BPF

BPF是什么?

微型、安全的“小程序虚拟机”，被直接内嵌到了内核这个“总部”里面。你可以用一种特殊的、简化版的语言编写一些小程序，然后把这些小程序发送到内核里去运行。

BPF相比于perf和ftrace有什么区别?

可编程: bpf是可编程的, 可以执行用户编写的基于事件的程序
在内核上下文中处理: 其他的工具需要内核把事件信息转储到用户空间进行处理, 但是BPF可以在内核空间中,进行过滤, 保存, 检索,计算延迟等操作, 可以在生产环境部署

BPF原理是什么?

1. BPF程序或者指令

用户编写BPF指令程序, 可能是c语言的

2. BPF 讲程序加载到内核

BPF验证器

BPF验证器负责检查你的程序是否符合要求

是否会无线循环?
是否会访问无效内存?
是否会引发崩溃??

BPF即时编译器JIT (just in time complier)

jit负责把你的代码—编译⇒机器指令

3. 附着事件

bpf程序, 必须附着到内核的事件上去. 当这个事件产生的时候, BPF程序就会被内核调用执行

BPF框架的代码在哪里

实现代码

代码是在kernel\bpf\中, 其中包含了BPF虚拟机的实现, 验证器, jit编译器, map的代码

hooks代码

内核在一些关键路径上, 预先埋下了这些hook代码. 当代码执行到这里的时候, 就会检查是否有BPF小程序挂载在上面, 如果有, 就执行下.

可以把bpf程序, 挂载到静态观测点, 动态点上, 进行程序的观测和tracing

技术学习-性能之巅-静态观测点tracepoints 技术学习-性能之巅-动态点kprobes

BPF前端是指什么?

....

» 任务列表
A. 下面三句话与BPF笔记是否一致？请逐句回答"是"或"否"，并原样引用笔记中起决定作用的文字。(i) BPF可以在内核空间中进行过滤、计算延迟等操作；(ii) BPF程序不需要附着到内核事件上就能被执行；(iii) BPF验证器负责把代码编译成机器指令。
B. 请接续BPF笔记的最后一句，按原有的笔记风格往下写。

» 数据摘录
....

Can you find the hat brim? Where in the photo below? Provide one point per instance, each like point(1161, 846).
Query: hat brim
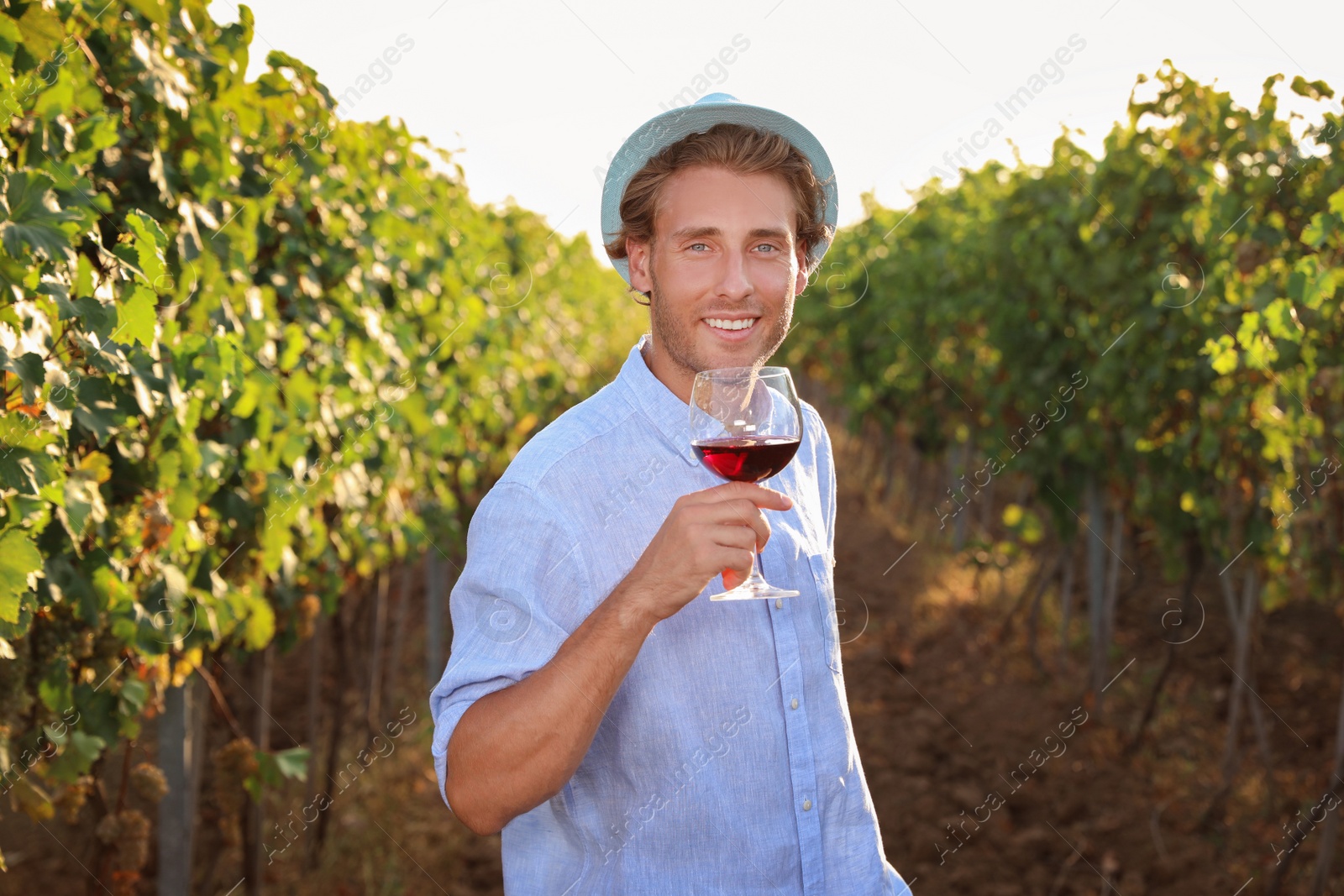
point(675, 123)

....

» 任务结果
A.
(i) 是："BPF可以在内核空间中,进行过滤, 保存, 检索,计算延迟等操作"
(ii) 否："bpf程序, 必须附着到内核的事件上去"
(iii) 否："jit负责把你的代码—编译⇒机器指令"

B.
BPF主要区分两种前端: BCC和bpftrace

BCC和bpftrace

区别

BCC适合于复杂的工具, 而bpftrace适合定制程序
- BCC经常作为更上层图形化仪表监控的数据源, 而bpftrace经常是有问题的时候, 才开发特定的工具去解决问题
BCC编程相对复杂, 需要懂python, lua c 平均程序长度220多行
- bpftrace编程相对简单, 使用bpftrace自有的语法, 平均长度只有20多行

怎么理解这两者之间的关系?

简单来说, 这两个都是排查性能问题的工具: 但是BCC类似于你写的那种C语言程序, 语法复杂,自由度更高 bpftrace类似于shell语法, 简短的命令就可以实现一些功能

如果需要一个长期监控的固化生产监控的话, 也推荐使用BCC, 消耗更低(因为bpftrace还是需要jit,消耗性能)

另外, 这两个可以结合使用, 比如用BCC的现成的脚本去监控问题出现在哪个模块, 然后编写针对性的bpftrace脚本去定位问题

共同点

两个都基于内核的BPF框架和perf_event采样

具体有哪些做好的工具可以使用呢?

可以看到下面的工具列表, 几乎涉及到linux方方面面的工具都有:

BCC的工具如下所示:

bpftrace工具列表: 大神brendangregg也开发了很多工具, 列表如下

如何安装

ubuntu下:

sudo apt update && sudo apt install -y bpfcc-tools linux-headers-$(uname -r)

BPF能解决什么问题呢?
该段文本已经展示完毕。